# [What you have to do]
Continue the passage below on compensation for tenant-owned improvements, picking up after its final sentence.

# [Page text]
######
Tenants are entitled to just compensation for the buildings, structures or improvements that they own.

Entitled to the greater of:

  • Salvage value or

  • Contributory value -

    * Value in place where present use is highest and best use (HBU) or

    * Interim use value where present use is not HBU,

OR

* Value in place where present use is not HBU

Payment will be made only if:

  • Tenant owner releases and transfers all rights

  • Owner of realty disclaims all interest in improvements

  • Payment is not duplicated by other compensation

Key Points

No payment shall be made to a tenant-owner for any improvements unless:

  1. The tenant-owner, in consideration for the payment, assigns, transfers, and releases to the (acquiring) agency all of the tenant-owner's right, title, and interest in the improvement;

  2. The owner of the real property on which the improvement is located disclaims all interest in the improvement; and

  3. The payment does not result in the duplication of any compensation otherwise authorized by law.

This provision shall not be construed to deprive the tenant-owner of any rights to reject payment under this provision and to obtain payment for such property interests in accordance with other applicable law.
######
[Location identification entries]

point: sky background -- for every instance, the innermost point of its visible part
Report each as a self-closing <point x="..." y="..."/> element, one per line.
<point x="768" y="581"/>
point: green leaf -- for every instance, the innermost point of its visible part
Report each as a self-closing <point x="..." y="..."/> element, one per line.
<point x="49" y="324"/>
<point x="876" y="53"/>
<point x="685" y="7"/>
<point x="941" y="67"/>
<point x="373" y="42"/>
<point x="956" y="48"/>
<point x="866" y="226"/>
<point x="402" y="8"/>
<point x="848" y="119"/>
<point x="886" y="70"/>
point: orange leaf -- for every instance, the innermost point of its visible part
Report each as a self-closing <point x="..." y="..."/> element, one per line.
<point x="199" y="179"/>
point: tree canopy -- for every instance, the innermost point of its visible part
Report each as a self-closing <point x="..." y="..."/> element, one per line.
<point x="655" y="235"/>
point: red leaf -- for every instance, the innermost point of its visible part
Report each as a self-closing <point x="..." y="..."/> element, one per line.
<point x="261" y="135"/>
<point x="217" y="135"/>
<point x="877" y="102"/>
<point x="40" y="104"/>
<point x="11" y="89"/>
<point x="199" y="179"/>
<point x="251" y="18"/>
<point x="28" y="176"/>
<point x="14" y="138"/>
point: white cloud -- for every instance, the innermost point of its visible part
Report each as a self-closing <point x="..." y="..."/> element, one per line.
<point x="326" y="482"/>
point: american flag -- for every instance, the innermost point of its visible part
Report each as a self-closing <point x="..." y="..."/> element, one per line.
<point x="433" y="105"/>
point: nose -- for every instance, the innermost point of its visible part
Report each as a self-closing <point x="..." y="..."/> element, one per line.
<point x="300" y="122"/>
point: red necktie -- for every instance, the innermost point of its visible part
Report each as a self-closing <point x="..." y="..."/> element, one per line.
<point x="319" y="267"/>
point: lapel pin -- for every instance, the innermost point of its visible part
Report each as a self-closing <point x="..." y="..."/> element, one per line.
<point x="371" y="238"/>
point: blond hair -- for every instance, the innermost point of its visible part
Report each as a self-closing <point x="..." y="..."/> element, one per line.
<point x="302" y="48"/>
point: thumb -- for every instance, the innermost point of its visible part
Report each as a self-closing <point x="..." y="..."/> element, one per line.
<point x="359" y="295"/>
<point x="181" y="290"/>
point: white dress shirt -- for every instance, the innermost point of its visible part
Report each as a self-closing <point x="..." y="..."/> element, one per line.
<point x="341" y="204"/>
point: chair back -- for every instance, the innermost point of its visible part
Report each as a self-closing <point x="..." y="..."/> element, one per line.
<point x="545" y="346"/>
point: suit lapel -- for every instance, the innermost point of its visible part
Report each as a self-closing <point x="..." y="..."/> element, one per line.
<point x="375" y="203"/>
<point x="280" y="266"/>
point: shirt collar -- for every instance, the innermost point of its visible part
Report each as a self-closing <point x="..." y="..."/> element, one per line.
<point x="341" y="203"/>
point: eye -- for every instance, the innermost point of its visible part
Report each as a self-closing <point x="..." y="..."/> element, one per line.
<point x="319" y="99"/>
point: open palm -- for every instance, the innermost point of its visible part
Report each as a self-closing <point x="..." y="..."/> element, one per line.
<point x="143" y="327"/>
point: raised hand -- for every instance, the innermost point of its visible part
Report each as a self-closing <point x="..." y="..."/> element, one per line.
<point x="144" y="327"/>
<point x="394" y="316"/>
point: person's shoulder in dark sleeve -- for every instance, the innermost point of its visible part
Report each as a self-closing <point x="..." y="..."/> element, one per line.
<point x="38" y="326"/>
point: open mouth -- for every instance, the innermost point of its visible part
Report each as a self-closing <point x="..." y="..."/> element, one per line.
######
# [Answer for this exercise]
If there is a possibility that the improvements being acquired are contaminated with hazardous materials or waste, other limitations may apply. If there is known contamination on the property or improvements, contacts with the local Health Department, Fire Marshall or State Environmental agency become very important. Legal direction may be needed regarding possible retention of these improvements and the potential liability attached thereto.

14.2.1. IMPLEMENTATION OF TENANT-OWNED IMPROVEMENTS POLICIES

This issue has been widely researched throughout the Uniform Act era. Each of the States has developed procedures based on their law, however, if there is uncertainty as to how to proceed, legal assistance should be requested. The following FHWA policy interpretations have been made concerning this section of the Statute.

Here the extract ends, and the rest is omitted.